* [PROBLEM DETAILS] Give all of the lines again exactly as they read.

-- begin DATA SUPPLIED --

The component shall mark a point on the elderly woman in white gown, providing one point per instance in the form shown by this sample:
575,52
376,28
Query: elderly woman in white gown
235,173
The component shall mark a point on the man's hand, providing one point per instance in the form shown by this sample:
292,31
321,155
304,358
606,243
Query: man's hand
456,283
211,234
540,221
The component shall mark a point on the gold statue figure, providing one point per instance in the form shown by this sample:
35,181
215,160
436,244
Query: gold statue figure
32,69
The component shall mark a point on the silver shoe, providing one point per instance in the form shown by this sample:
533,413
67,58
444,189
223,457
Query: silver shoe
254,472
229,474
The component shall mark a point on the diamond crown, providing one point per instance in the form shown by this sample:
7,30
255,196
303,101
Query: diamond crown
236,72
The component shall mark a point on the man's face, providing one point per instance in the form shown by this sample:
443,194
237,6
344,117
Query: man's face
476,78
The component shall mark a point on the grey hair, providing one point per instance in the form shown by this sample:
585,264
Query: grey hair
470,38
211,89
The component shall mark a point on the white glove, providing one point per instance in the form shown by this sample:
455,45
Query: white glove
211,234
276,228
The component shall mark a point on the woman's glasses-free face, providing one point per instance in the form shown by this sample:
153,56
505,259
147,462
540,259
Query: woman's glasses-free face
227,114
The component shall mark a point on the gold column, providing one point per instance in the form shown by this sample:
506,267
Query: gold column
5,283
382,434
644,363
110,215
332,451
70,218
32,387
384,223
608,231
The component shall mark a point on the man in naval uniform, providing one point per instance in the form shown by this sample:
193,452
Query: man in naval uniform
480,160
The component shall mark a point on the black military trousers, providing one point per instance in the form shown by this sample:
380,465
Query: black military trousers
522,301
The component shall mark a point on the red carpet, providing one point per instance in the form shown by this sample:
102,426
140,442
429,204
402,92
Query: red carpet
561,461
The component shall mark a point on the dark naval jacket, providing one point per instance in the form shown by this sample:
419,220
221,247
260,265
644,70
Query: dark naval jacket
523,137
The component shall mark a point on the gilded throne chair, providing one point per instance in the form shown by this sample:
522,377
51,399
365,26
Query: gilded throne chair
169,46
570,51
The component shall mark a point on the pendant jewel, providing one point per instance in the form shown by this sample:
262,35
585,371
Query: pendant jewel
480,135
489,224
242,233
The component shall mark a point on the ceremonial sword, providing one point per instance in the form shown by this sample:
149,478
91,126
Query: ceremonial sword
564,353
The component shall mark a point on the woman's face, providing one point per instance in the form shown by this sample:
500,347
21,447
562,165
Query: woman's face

-- end DATA SUPPLIED --

* [COMPLETED EXERCISE]
The component shall mark a point on the elderly woman in white gown, providing one point per instance in the form shown by this sample:
575,52
376,28
Query: elderly woman in white gown
235,173
The component shall mark a point on the man's hand, providing one point per instance in the form shown by this sample:
292,31
321,155
304,358
606,243
Query: man's hand
456,283
211,234
540,221
The component shall mark a point on the gold statue figure, providing one point per instance in the form shown by this sample:
35,181
215,160
436,244
Query: gold statue figure
32,69
The component shall mark a point on the silver shoe, providing one point per instance in the form shown by this sample:
533,413
67,58
444,189
223,457
Query: silver shoe
254,472
229,474
The component shall mark a point on the diamond crown, providing one point per instance in the form shown by this sample:
7,30
255,196
303,101
Query: diamond crown
236,72
The component shall mark a point on the man's face, providing one point per instance in the form shown by this sample:
443,194
237,6
344,117
Query: man's face
476,78
The component shall mark a point on the grey hair, providing one point per instance in the form shown by this sample:
585,264
Query: grey hair
470,38
211,89
The component shall mark a point on the white glove, providing one point per instance in the form shown by this sample:
455,45
Query: white glove
211,234
276,228
The component shall mark a point on the woman's glasses-free face, providing one point per instance in the form shown by this sample:
153,56
505,259
147,462
540,259
Query: woman's glasses-free face
227,114
The component shall mark a point on the gold column, providing one point per instance in the form shown by this sample:
506,267
Query: gold column
5,283
382,434
644,363
110,215
332,451
70,218
32,387
384,223
608,231
The component shall mark a point on the man in naval uniform, providing one point per instance in the form shown by this sample:
193,452
Query: man in naval uniform
480,160
The component shall mark a point on the black military trousers, providing one point per instance in the form shown by this sample:
380,465
Query: black military trousers
522,301
The component shall mark a point on the red carpet, providing one point per instance in the form shown by this sample:
102,426
140,442
429,204
402,92
Query: red carpet
561,461
The component shall mark a point on the dark naval jacket, providing one point per instance in the form shown by this sample:
419,220
221,247
260,265
644,70
Query: dark naval jacket
523,137
The component shall mark a point on the gilded throne chair, providing one point per instance in the form shown by this sample:
522,377
51,399
365,26
Query: gilded throne chair
169,46
570,51
The component shall mark a point on the pendant jewel, providing one point per instance in the form shown by this sample:
262,35
585,371
Query: pendant jewel
480,135
489,224
242,233
The component shall mark a point on the ceremonial sword, providing one point per instance in the form shown by this sample:
149,478
91,126
Query: ceremonial sword
564,353
The component shall mark a point on the woman's face, providing one point per instance in the form shown by this sample:
500,347
21,447
562,165
Query: woman's face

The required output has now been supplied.